ABOUT THIS EXERCISE:
Could you reproduce the lines below from the one with "Query: goal post" through the one with "Query: wet ground"? Keep both ends and add nothing.

(Natural language region descriptions)
--- START ---

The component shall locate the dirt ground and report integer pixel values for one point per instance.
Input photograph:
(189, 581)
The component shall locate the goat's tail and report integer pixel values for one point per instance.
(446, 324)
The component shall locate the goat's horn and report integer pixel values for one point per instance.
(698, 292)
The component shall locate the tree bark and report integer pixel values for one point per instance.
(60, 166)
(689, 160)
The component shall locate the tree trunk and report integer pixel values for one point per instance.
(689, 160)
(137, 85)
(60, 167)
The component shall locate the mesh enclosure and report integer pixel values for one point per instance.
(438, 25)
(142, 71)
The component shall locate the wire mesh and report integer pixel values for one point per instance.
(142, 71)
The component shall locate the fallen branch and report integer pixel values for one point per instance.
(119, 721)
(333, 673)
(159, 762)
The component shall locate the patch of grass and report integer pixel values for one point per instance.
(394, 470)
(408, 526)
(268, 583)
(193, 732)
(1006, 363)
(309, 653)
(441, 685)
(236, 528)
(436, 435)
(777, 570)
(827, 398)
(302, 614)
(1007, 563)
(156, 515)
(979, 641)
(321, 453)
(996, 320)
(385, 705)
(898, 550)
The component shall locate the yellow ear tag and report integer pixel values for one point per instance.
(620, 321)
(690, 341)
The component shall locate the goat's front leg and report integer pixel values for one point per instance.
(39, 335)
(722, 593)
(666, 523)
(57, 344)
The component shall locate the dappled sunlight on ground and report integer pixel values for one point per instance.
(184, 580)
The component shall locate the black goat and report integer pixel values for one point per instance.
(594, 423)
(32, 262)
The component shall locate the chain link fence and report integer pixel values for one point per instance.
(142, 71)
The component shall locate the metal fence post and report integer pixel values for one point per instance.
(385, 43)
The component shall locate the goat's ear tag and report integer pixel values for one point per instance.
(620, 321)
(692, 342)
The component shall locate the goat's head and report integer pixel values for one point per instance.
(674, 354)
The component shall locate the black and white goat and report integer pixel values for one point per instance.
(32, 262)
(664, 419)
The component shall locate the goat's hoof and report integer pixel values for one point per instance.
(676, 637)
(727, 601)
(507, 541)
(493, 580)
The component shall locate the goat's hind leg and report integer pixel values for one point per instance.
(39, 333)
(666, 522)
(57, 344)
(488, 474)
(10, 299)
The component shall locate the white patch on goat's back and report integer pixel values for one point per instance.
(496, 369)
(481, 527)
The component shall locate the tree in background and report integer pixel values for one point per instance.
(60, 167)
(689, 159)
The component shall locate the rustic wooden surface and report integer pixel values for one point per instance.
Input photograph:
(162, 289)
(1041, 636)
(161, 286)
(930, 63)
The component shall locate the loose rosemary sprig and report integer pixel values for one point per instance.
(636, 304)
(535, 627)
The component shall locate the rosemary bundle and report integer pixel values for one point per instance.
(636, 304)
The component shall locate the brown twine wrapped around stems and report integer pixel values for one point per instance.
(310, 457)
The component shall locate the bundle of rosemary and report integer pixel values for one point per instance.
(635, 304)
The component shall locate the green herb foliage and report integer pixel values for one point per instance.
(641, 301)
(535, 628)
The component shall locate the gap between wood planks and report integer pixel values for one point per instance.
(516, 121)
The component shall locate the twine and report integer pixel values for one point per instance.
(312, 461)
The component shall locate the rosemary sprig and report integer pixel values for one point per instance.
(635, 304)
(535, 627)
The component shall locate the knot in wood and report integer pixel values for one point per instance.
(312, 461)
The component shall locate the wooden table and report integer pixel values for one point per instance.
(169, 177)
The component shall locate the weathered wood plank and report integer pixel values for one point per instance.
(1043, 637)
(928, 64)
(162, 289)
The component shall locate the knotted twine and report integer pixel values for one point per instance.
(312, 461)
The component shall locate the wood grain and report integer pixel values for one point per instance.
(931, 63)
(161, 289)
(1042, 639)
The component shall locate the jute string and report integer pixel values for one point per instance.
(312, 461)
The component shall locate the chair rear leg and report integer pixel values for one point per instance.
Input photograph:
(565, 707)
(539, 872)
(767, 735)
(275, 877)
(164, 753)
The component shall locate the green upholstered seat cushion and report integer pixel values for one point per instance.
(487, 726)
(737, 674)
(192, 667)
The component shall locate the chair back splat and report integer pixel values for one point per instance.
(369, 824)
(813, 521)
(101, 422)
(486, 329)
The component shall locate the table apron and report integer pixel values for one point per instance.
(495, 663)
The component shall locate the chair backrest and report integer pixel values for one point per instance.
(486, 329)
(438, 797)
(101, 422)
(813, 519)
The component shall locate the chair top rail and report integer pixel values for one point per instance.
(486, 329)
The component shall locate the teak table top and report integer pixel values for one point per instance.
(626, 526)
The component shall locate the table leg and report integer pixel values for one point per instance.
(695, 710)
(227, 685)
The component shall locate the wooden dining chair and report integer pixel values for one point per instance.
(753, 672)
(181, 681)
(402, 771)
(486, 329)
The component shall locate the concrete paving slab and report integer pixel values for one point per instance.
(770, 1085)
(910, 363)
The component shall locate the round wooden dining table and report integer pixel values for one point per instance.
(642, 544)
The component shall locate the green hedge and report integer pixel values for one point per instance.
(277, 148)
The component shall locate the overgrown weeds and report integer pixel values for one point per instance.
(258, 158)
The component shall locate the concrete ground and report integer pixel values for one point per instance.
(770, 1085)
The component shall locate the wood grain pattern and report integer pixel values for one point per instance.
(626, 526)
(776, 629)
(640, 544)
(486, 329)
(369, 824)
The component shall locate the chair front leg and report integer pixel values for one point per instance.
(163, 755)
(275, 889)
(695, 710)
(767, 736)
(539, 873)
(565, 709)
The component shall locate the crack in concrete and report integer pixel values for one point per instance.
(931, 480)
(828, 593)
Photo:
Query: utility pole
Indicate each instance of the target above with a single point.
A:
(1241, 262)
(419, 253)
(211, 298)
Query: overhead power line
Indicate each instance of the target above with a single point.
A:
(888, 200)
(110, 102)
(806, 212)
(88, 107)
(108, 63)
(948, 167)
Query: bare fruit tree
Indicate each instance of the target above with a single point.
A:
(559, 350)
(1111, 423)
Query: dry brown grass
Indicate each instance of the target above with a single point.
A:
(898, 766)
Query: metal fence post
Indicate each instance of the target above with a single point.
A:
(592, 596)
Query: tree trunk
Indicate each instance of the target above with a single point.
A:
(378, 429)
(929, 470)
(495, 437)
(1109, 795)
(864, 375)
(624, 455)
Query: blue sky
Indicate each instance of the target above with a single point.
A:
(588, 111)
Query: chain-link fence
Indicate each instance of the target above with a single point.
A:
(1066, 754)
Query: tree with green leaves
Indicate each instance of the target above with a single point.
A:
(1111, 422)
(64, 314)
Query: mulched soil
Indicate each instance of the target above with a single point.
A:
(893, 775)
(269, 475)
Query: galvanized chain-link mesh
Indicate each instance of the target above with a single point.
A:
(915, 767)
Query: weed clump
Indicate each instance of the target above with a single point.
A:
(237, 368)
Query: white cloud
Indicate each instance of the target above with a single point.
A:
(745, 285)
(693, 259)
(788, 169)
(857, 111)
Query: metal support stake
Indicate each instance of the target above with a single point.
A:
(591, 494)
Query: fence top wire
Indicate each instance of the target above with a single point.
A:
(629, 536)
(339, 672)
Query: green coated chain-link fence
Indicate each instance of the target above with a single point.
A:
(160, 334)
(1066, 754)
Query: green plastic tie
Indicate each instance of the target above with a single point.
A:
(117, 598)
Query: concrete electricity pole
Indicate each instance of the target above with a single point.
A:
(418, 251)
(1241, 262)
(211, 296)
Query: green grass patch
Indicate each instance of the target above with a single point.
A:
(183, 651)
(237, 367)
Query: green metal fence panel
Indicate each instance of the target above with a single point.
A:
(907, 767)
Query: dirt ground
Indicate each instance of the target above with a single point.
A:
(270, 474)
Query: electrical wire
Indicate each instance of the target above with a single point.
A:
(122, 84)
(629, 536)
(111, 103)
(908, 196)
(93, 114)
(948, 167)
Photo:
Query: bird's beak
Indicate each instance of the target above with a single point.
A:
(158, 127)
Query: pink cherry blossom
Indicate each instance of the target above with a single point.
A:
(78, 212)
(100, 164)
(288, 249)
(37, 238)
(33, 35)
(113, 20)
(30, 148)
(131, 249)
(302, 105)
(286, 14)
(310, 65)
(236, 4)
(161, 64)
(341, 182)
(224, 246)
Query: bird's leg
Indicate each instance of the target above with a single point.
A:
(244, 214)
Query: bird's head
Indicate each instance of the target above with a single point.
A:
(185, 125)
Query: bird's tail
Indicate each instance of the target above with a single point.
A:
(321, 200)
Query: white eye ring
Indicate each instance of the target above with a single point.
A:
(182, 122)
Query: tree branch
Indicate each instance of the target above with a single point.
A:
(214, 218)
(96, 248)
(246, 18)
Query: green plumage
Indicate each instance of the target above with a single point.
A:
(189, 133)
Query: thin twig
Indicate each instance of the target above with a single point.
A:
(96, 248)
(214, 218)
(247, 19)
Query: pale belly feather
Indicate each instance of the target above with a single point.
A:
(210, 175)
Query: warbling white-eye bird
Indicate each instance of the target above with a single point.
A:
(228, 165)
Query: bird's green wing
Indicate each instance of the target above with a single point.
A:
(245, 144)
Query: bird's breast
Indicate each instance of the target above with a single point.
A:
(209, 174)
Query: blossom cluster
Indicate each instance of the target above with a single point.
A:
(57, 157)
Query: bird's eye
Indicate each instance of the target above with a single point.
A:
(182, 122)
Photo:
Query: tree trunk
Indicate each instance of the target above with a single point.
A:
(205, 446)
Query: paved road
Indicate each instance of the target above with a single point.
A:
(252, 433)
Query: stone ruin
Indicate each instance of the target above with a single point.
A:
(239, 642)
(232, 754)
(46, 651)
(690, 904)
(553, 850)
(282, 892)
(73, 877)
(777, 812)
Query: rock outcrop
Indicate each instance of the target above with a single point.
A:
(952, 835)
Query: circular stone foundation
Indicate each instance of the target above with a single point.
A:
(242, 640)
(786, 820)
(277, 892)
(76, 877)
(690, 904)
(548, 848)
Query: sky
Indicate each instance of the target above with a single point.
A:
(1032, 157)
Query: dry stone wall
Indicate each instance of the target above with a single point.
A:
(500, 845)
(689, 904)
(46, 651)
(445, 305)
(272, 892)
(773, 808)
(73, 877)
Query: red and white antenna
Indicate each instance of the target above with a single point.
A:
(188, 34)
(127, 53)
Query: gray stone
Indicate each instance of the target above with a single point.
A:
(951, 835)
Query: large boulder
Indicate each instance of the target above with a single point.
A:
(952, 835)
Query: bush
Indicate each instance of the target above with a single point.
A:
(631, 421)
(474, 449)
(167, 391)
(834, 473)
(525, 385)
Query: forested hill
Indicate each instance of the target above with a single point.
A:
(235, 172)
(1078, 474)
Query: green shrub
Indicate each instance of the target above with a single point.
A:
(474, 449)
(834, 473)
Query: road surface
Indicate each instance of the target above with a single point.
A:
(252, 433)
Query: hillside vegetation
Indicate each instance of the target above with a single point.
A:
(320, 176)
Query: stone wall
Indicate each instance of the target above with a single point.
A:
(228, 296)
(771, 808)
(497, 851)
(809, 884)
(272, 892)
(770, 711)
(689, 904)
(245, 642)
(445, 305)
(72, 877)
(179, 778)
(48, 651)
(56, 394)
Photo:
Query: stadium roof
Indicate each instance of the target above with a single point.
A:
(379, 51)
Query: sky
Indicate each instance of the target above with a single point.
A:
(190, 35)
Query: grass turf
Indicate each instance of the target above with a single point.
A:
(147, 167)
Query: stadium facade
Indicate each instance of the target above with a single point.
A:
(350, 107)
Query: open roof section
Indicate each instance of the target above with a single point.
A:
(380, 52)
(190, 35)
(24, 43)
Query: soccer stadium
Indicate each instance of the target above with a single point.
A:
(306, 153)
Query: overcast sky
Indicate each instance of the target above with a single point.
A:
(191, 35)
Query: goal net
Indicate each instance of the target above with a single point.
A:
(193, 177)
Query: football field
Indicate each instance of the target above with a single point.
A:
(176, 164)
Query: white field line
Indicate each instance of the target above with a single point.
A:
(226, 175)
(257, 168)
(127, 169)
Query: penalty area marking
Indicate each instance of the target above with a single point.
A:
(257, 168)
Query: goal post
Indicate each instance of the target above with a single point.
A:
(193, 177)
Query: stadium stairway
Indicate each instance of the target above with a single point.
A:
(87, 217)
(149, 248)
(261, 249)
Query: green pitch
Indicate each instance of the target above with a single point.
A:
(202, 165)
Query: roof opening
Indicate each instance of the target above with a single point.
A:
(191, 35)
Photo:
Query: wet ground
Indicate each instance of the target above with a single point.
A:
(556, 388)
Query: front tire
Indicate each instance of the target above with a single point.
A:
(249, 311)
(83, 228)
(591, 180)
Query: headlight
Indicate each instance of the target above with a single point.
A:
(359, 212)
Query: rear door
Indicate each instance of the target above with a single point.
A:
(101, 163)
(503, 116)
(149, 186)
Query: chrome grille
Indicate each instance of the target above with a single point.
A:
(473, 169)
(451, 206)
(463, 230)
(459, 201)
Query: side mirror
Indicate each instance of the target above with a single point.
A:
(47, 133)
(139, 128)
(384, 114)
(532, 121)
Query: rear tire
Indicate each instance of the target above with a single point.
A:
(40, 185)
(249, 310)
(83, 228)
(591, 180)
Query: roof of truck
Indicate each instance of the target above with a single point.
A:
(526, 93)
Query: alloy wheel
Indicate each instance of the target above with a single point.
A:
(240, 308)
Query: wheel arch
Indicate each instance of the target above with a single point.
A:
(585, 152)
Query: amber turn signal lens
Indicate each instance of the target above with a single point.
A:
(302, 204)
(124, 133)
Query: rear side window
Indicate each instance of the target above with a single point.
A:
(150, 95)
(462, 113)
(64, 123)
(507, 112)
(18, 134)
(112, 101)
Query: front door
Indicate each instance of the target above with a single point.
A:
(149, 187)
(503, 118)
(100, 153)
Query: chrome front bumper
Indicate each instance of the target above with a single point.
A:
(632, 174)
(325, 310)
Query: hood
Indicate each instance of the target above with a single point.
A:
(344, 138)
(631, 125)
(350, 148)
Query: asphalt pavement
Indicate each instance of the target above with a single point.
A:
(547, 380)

--- END ---

ANSWER TO THIS TASK:
Query: goal post
Indicate each instance of the target above with a single point.
A:
(193, 177)
Query: stadium stairway
Indicate each instance of the target above with a single point.
A:
(87, 217)
(149, 248)
(261, 249)
Query: green pitch
Indicate each instance of the target above with a single point.
A:
(202, 165)
Query: roof opening
Indicate each instance of the target above with a single point.
A:
(191, 35)
Photo:
Query: wet ground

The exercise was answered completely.